*SOURCE TEXT*
Back on number 006 of this flip-book, I wondered about the sequence of events in my life that had led me from small-town, small-time, smallest-bedroom obscurity to this penthouse apartment in Stockholm; how had LOSER reached CHAMP?
Now, as I move to the kitchen to prepare breakfast, it's time to revisit the theme. Look at that astonishing view of the city skyline; how on earth did I get to see this?
The first rung of my ladder, thirteen-thousand nine-hundred and ninety one days earlier, was a modest semi-detached house in Claregate which used to be, between 1959 and 1963, a very pleasant suburb of Wolverhampton; I hope it still is.
I'm aware of three earlier ladders beneath mine, one atop another, all of them climbing quietly through the working-class England of the last century.
- My dad's paternal grandfather was a stevedore for the coal-barges that plied the Staffordshire & Worcestershire Canal: outdoor work, a lot of heavy lifting in all weathers.
- One of his sons, my grandfather, was a sheet-metal labourer: indoor work in primitive factory conditions, some heavy lifting.
- My father trained in (and became an expert at) the processing of photography for various organs of the Midland News Association: indoor work in climate-controlled conditions, no heavy lifting at all but needing to have his hands immersed in very cold water much of the time.
Everything augured well for me then, by the time I came to be born in the spring of 1959. It looked as if whatever career I chose to pursue would involve being indoors, pampered by central heating or air-conditioning, doing no lifting of any weight whatsoever, and maybe not even needing to wake up. A veritable workers' paradise; but first I would need to grow through infancy, childhood and adolescence.

*WORK INSTRUCTIONS*
(A) Say whether each statement agrees with the passage, answering yes or no and quoting the deciding words: (i) The modest semi-detached house stood in Claregate. (ii) The narrator's grandfather worked as a stevedore on the coal-barges. (iii) The father's job required no heavy lifting.
(B) Turn the paragraph of the passage beginning "Everything augured well for me then" into a short list that keeps its main facts.
The listing that comes after the passage is separate material.

Segmentation mask data
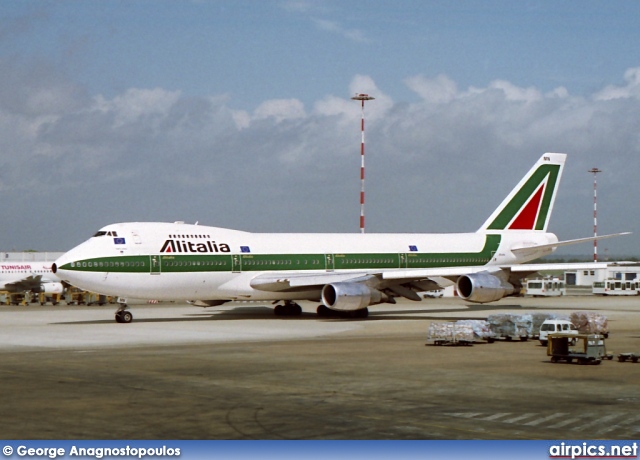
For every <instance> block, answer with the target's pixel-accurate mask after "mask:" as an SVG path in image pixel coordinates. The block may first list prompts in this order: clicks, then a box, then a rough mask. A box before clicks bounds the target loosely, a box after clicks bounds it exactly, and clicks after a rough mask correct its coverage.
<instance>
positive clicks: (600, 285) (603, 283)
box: [592, 279, 640, 295]
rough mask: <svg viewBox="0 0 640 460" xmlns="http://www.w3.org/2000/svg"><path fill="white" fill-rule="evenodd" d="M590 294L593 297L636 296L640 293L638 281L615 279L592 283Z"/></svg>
mask: <svg viewBox="0 0 640 460" xmlns="http://www.w3.org/2000/svg"><path fill="white" fill-rule="evenodd" d="M592 292H593V293H594V294H595V295H638V294H639V293H640V283H639V282H638V281H624V280H616V279H608V280H606V281H594V283H593V288H592Z"/></svg>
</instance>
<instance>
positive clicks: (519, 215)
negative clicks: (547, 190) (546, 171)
mask: <svg viewBox="0 0 640 460" xmlns="http://www.w3.org/2000/svg"><path fill="white" fill-rule="evenodd" d="M544 186H545V184H542V185H541V186H540V188H538V191H537V192H536V193H535V194H534V195H533V196H532V197H531V199H530V200H529V202H528V203H526V204H525V205H524V206H523V207H522V209H521V210H520V212H519V213H518V214H517V215H516V216H515V218H514V219H513V221H512V222H511V224H509V227H507V228H508V229H509V230H533V229H535V225H536V221H537V220H538V214H539V213H540V205H541V204H542V196H543V193H544Z"/></svg>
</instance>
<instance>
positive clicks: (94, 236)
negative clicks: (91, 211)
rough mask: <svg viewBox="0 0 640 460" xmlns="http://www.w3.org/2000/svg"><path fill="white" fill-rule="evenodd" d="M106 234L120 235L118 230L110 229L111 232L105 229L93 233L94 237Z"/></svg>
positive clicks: (116, 235) (111, 235)
mask: <svg viewBox="0 0 640 460" xmlns="http://www.w3.org/2000/svg"><path fill="white" fill-rule="evenodd" d="M105 235H108V236H115V237H117V236H118V232H116V231H109V232H105V231H104V230H100V231H99V232H97V233H96V234H95V235H93V236H94V237H97V236H105Z"/></svg>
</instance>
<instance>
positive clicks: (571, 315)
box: [570, 311, 609, 337]
mask: <svg viewBox="0 0 640 460" xmlns="http://www.w3.org/2000/svg"><path fill="white" fill-rule="evenodd" d="M570 321H571V323H573V325H574V326H576V327H577V328H578V332H580V333H581V334H602V335H604V336H605V337H608V336H609V322H608V321H607V317H606V316H604V315H602V314H600V313H596V312H593V311H574V312H573V313H571V317H570Z"/></svg>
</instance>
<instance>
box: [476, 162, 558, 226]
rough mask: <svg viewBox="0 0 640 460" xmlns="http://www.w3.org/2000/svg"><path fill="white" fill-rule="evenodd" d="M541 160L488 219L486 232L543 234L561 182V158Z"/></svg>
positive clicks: (510, 193)
mask: <svg viewBox="0 0 640 460" xmlns="http://www.w3.org/2000/svg"><path fill="white" fill-rule="evenodd" d="M549 155H550V157H547V156H543V157H542V158H541V159H540V160H539V161H538V163H536V165H534V167H533V168H532V169H531V170H530V172H529V173H528V174H527V175H526V176H525V177H524V178H523V179H522V180H521V181H520V183H519V184H518V185H517V186H516V187H515V188H514V189H513V190H512V191H511V193H510V194H509V196H508V197H507V198H506V199H505V200H504V201H503V202H502V204H501V205H500V207H499V208H498V209H496V210H495V211H494V213H493V214H492V215H491V217H489V219H487V221H486V222H485V224H484V225H483V227H482V228H481V229H480V230H481V231H486V230H540V231H546V230H547V225H548V223H549V217H550V216H551V210H552V208H553V202H554V200H555V195H556V190H557V187H558V184H559V182H560V175H561V174H562V167H563V166H564V158H565V155H564V154H549Z"/></svg>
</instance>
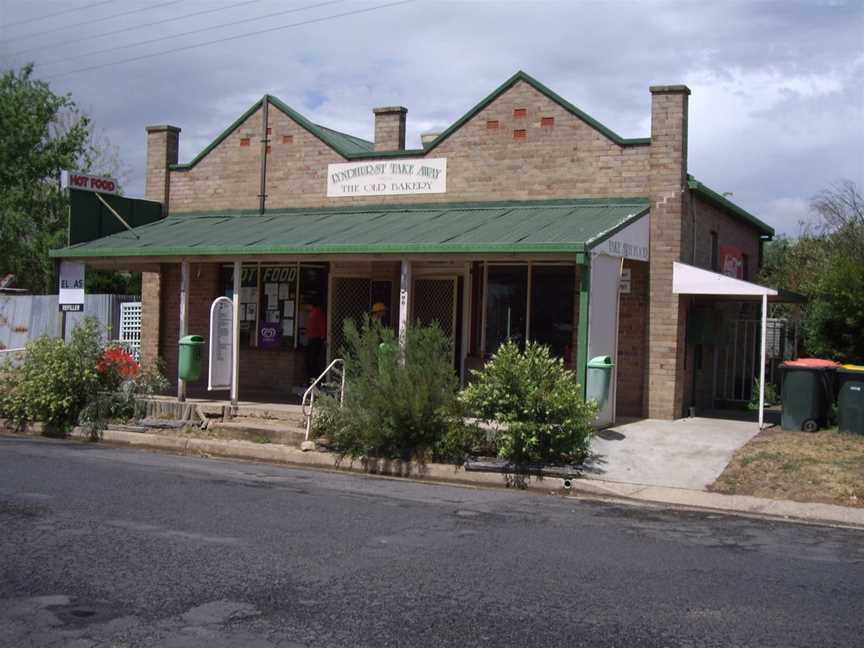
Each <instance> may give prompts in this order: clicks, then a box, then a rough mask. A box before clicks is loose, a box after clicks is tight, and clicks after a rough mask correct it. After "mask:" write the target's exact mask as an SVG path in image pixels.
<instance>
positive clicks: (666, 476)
mask: <svg viewBox="0 0 864 648" xmlns="http://www.w3.org/2000/svg"><path fill="white" fill-rule="evenodd" d="M758 432H759V428H758V426H757V424H756V423H752V422H749V421H729V420H725V419H713V418H689V419H679V420H677V421H659V420H656V419H643V420H638V421H633V422H631V423H625V424H622V425H616V426H615V427H612V428H607V429H606V430H601V431H600V432H598V433H597V436H596V437H595V438H594V440H593V442H592V443H591V450H592V452H593V453H594V457H593V458H592V459H591V460H590V461H589V462H588V464H587V470H586V475H585V476H586V477H589V478H592V479H602V480H609V481H618V482H626V483H630V484H647V485H651V486H671V487H674V488H689V489H694V490H704V489H705V488H706V487H707V486H708V485H709V484H711V483H712V482H713V481H714V480H715V479H717V477H718V476H719V475H720V473H721V472H723V469H724V468H725V467H726V465H727V464H728V463H729V460H730V459H731V458H732V455H733V454H734V452H735V451H736V450H737V449H738V448H740V447H741V446H743V445H744V444H745V443H747V442H748V441H749V440H750V439H752V438H753V437H754V436H756V434H757V433H758Z"/></svg>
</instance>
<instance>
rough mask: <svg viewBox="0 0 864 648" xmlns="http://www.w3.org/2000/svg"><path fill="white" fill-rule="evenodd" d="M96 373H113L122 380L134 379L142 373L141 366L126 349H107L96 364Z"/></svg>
mask: <svg viewBox="0 0 864 648" xmlns="http://www.w3.org/2000/svg"><path fill="white" fill-rule="evenodd" d="M96 371H98V372H99V373H101V374H106V375H107V374H110V373H113V374H115V375H116V376H119V377H120V378H121V379H123V380H125V379H126V378H134V377H135V376H137V375H138V372H139V371H141V366H140V365H139V364H138V363H137V362H135V358H133V357H132V356H131V355H130V354H129V352H128V351H126V349H124V348H122V347H111V348H110V349H106V350H105V352H104V353H103V354H102V357H101V358H100V359H99V362H97V363H96Z"/></svg>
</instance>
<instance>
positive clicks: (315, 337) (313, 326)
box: [303, 302, 327, 382]
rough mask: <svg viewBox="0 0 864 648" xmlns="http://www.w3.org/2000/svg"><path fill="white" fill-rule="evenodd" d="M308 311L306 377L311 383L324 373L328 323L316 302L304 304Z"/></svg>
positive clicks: (307, 321)
mask: <svg viewBox="0 0 864 648" xmlns="http://www.w3.org/2000/svg"><path fill="white" fill-rule="evenodd" d="M303 308H304V309H305V310H306V376H307V379H308V381H309V382H311V381H313V380H315V379H316V378H317V377H318V376H320V375H321V372H322V371H324V362H325V360H326V345H327V321H326V320H325V319H324V313H323V312H322V311H321V307H320V306H319V305H318V304H317V303H315V302H307V303H306V304H303Z"/></svg>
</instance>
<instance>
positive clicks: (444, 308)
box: [411, 277, 457, 362]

*SOLUTIONS*
(A)
(i) Yes: "a modest semi-detached house in Claregate"
(ii) No: "One of his sons, my grandfather, was a sheet-metal labourer"
(iii) Yes: "no heavy lifting at all"

(B)
- Born in the spring of 1959, the narrator seemed to have good prospects.
- Any future career looked likely to be indoors, with central heating or air-conditioning.
- It would involve no lifting and perhaps not even waking up, like a workers' paradise.
- First, though, the narrator had to grow through infancy, childhood and adolescence.